Adseverin is composed of six GH domains (A1–A6) and shares 60% overall sequence identity with gelsolin (G1–G6). Adseverin and gelsolin have been shown to have two calcium-binding events, with Kds of 0.6 and 3 μM for adseverin⁴, and Kds of 0.3 and 1.2 μM for gelsolin¹⁵. Low-affinity calcium association occurs with Kds of 25 and 200 μM for gelsolin¹⁶. Crystallographic studies revealed that these binding events involve the association of eight calcium ions, six of which bind at a conserved site on each domain (type II), whereas the remaining two are also stabilized by contacts with actin (type I; refs 17, 18, 19, 20). Both proteins are able to sequester two monomers of actin, as well as sever and cap actin filaments through distinct Ca²⁺-induced domain rearrangements of the two halves of the molecule^{4,17,18,21,22,23}. In addition, both proteins are inhibited by membrane lipids such as PIP and PIP₂, although adseverin is additionally rendered inactive by phosphatidylinositol and phosphatidylserine^24,25.

The crystal structure of calcium-free gelsolin²⁶ revealed an inactive, globular state, where all the actin-binding sites are obscured by three Ca²⁺-dependent latches. In this state, the two halves of the molecule interact and adopt a pseudo-symmetric conformation in which the major actin-binding sites on domains G1 and G4 are, respectively, buried by interactions with G3 and G6, while the actin-binding site on G2 is masked by interactions with the C-terminal α-helical extension, which is absent in adseverin. In this conformation, the long α-helices of G3 and G6 adopt a kinked structure, which is straightened by the Ca²⁺-induced release of the latches²⁷.

## About this task
Write out the excerpt on adseverin and gelsolin exactly, word for word, before the listing.

## Extracted data

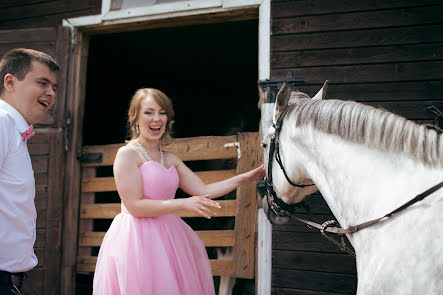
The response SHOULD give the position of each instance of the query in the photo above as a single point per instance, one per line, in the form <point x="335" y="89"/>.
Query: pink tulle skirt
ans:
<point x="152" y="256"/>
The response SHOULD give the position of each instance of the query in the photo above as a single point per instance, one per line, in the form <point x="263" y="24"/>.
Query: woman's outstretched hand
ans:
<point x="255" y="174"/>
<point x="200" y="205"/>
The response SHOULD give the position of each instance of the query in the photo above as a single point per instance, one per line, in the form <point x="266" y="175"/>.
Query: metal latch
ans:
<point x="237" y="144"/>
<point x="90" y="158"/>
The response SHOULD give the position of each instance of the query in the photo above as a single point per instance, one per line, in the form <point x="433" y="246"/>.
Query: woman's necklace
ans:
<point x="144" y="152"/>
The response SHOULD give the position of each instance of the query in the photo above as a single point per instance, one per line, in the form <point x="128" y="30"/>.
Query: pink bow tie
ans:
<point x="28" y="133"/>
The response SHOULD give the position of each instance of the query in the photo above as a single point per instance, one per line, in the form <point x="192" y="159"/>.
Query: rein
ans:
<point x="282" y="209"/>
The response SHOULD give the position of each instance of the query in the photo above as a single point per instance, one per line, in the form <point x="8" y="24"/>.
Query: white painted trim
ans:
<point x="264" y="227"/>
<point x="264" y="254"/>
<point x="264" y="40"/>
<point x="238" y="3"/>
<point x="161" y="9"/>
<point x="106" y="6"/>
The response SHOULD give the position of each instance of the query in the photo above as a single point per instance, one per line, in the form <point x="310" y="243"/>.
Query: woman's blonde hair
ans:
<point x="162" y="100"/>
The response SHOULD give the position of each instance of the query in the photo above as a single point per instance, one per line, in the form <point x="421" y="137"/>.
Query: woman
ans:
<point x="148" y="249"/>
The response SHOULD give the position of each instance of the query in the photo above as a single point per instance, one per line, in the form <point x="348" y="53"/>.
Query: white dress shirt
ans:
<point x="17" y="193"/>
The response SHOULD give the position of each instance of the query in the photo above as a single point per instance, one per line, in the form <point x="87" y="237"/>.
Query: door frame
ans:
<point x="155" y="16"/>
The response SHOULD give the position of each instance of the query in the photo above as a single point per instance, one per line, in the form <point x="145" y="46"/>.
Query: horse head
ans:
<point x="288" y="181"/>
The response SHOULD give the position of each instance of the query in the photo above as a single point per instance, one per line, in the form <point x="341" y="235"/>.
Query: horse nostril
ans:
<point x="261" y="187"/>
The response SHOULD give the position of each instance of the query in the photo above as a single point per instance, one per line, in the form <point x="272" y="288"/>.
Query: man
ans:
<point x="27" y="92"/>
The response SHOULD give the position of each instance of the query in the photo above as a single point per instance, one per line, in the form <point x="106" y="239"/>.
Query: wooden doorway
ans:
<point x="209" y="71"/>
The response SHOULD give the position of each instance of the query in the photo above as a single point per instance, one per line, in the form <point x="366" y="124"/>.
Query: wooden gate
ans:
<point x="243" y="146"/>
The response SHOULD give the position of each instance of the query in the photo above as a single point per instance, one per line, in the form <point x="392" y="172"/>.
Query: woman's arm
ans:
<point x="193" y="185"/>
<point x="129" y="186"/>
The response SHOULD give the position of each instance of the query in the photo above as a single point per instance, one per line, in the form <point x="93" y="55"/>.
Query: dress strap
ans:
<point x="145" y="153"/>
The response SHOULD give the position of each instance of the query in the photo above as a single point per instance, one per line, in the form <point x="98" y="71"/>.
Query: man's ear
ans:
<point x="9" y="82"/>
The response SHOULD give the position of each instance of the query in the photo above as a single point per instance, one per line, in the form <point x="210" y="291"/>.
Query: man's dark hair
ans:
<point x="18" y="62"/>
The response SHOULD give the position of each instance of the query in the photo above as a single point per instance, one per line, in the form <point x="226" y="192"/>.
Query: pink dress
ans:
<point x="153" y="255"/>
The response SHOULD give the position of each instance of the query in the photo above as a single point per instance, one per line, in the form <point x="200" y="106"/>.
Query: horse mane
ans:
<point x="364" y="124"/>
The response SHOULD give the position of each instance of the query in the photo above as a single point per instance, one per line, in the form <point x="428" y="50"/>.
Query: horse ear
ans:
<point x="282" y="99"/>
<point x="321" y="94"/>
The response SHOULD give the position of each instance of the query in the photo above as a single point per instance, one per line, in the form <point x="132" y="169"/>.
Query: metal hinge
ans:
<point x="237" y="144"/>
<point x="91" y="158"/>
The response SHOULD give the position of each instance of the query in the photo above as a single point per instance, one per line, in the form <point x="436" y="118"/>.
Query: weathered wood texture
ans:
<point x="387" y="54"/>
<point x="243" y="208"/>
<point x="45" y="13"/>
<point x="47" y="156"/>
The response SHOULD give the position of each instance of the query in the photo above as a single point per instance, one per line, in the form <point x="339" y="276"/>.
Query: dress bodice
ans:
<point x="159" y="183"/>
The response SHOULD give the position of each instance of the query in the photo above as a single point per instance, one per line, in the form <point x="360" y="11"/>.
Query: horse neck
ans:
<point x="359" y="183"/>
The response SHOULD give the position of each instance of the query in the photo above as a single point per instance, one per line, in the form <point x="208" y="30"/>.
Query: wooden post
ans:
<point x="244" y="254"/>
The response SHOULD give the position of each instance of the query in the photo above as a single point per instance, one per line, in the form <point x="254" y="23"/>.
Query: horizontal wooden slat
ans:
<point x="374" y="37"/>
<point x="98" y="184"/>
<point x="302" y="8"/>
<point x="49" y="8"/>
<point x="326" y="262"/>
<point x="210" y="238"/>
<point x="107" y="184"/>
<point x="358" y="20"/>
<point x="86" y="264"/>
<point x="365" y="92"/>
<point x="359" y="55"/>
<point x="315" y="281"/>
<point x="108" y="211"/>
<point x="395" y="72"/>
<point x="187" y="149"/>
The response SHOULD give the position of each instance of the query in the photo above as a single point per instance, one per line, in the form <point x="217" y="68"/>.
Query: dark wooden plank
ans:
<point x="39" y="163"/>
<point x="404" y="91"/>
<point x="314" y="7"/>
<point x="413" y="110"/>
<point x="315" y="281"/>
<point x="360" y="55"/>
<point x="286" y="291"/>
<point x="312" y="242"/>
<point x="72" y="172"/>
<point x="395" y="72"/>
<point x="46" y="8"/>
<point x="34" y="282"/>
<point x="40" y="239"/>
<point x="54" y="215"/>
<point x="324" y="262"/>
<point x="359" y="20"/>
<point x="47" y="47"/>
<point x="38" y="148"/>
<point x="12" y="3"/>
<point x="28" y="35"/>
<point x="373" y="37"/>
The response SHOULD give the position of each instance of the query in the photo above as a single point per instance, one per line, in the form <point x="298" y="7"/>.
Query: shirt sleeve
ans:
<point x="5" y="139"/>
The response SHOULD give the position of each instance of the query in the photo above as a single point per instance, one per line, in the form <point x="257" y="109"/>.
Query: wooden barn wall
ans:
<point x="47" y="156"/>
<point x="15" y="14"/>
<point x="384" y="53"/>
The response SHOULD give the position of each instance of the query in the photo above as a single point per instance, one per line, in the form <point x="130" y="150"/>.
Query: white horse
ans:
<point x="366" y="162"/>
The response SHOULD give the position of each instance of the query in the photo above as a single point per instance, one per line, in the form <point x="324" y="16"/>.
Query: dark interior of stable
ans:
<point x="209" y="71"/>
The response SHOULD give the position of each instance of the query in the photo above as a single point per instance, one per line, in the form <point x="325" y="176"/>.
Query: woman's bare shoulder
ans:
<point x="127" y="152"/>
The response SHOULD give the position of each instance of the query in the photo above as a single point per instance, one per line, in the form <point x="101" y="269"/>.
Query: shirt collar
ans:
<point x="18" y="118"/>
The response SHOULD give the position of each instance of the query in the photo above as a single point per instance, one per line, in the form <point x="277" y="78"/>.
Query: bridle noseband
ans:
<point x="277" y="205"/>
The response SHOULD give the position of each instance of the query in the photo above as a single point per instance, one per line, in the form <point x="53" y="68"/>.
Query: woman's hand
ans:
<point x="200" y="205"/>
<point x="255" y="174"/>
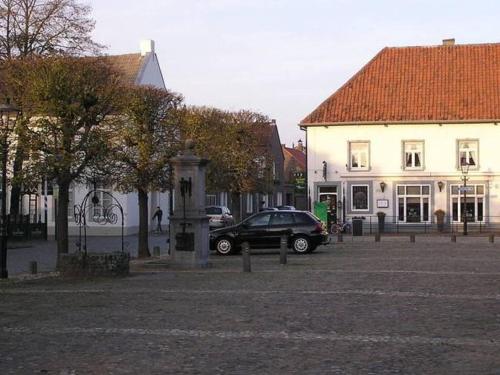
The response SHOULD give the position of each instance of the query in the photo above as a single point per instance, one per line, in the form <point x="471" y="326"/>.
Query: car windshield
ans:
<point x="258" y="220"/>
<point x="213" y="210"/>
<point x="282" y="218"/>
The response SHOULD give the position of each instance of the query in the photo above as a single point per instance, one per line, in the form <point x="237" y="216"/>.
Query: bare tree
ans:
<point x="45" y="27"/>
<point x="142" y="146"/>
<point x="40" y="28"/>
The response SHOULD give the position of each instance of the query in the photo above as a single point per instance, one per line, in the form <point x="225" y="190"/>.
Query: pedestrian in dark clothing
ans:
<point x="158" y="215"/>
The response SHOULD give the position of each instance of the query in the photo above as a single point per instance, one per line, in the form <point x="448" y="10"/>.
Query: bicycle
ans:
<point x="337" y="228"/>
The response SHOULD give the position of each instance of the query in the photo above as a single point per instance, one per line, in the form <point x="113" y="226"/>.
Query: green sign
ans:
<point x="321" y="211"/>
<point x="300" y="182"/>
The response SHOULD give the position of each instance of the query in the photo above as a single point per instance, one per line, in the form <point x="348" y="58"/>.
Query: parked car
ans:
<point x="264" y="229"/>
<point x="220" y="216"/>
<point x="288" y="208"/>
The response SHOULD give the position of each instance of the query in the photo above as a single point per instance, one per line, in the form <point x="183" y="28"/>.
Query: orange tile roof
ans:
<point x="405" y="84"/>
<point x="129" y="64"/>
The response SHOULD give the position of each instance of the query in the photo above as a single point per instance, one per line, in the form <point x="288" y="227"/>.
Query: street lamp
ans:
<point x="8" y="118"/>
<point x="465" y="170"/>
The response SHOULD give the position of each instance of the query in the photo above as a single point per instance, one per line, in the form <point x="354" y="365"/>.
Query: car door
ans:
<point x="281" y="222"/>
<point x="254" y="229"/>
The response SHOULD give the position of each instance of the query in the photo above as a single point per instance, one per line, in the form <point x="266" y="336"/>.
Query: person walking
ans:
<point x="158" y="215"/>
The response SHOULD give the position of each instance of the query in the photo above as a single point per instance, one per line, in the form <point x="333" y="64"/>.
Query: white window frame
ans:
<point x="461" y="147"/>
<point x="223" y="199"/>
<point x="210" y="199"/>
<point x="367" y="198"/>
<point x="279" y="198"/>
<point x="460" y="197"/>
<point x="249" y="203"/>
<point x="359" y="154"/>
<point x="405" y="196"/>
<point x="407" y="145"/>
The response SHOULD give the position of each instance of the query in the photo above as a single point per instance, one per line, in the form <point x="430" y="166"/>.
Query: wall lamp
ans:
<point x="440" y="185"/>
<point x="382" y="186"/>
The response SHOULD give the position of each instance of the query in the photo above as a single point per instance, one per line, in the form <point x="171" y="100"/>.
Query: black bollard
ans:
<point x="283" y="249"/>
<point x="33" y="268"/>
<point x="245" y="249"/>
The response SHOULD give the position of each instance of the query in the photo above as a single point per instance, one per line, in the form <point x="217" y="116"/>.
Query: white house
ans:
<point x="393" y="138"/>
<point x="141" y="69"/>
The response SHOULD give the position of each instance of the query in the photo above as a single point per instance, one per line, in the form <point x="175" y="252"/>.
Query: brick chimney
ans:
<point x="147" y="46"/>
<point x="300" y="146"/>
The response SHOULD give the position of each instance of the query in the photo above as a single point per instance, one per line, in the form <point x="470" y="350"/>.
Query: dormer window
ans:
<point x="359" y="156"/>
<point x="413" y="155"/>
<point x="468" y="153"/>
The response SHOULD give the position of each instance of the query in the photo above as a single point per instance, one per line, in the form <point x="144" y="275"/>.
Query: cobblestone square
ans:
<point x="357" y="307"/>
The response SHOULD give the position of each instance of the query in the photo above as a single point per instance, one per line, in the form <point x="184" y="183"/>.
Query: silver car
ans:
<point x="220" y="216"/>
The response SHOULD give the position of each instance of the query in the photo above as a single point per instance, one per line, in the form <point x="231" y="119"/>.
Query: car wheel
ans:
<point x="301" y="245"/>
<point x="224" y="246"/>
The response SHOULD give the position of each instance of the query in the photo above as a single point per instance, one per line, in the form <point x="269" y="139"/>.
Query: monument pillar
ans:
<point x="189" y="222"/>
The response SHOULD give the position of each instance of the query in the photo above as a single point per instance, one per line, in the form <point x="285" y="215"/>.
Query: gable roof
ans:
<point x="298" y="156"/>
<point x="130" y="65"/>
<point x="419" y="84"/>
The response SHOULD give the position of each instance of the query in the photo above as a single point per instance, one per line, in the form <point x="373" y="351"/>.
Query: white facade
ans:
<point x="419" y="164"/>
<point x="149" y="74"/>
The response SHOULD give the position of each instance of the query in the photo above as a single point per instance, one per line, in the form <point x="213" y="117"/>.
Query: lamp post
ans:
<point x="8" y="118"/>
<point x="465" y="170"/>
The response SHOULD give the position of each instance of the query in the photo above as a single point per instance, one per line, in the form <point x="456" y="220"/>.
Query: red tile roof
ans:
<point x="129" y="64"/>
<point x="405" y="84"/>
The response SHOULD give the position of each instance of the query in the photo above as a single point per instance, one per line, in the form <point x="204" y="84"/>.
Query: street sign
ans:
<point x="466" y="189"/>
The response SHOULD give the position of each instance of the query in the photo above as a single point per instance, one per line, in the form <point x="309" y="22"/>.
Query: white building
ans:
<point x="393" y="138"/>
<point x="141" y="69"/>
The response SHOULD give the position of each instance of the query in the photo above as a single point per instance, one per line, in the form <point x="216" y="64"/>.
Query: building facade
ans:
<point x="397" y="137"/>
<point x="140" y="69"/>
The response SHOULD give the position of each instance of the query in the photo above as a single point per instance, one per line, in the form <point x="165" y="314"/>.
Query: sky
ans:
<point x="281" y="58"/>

## Answer space
Adseverin is composed of six GH domains (A1–A6) and shares 60% overall sequence identity with gelsolin (G1–G6). Adseverin and gelsolin have been shown to have two calcium-binding events, with Kds of 0.6 and 3 μM for adseverin⁴, and Kds of 0.3 and 1.2 μM for gelsolin¹⁵. Low-affinity calcium association occurs with Kds of 25 and 200 μM for gelsolin¹⁶. Crystallographic studies revealed that these binding events involve the association of eight calcium ions, six of which bind at a conserved site on each domain (type II), whereas the remaining two are also stabilized by contacts with actin (type I; refs 17, 18, 19, 20). Both proteins are able to sequester two monomers of actin, as well as sever and cap actin filaments through distinct Ca²⁺-induced domain rearrangements of the two halves of the molecule^{4,17,18,21,22,23}. In addition, both proteins are inhibited by membrane lipids such as PIP and PIP₂, although adseverin is additionally rendered inactive by phosphatidylinositol and phosphatidylserine^24,25.

The crystal structure of calcium-free gelsolin²⁶ revealed an inactive, globular state, where all the actin-binding sites are obscured by three Ca²⁺-dependent latches. In this state, the two halves of the molecule interact and adopt a pseudo-symmetric conformation in which the major actin-binding sites on domains G1 and G4 are, respectively, buried by interactions with G3 and G6, while the actin-binding site on G2 is masked by interactions with the C-terminal α-helical extension, which is absent in adseverin. In this conformation, the long α-helices of G3 and G6 adopt a kinked structure, which is straightened by the Ca²⁺-induced release of the latches²⁷.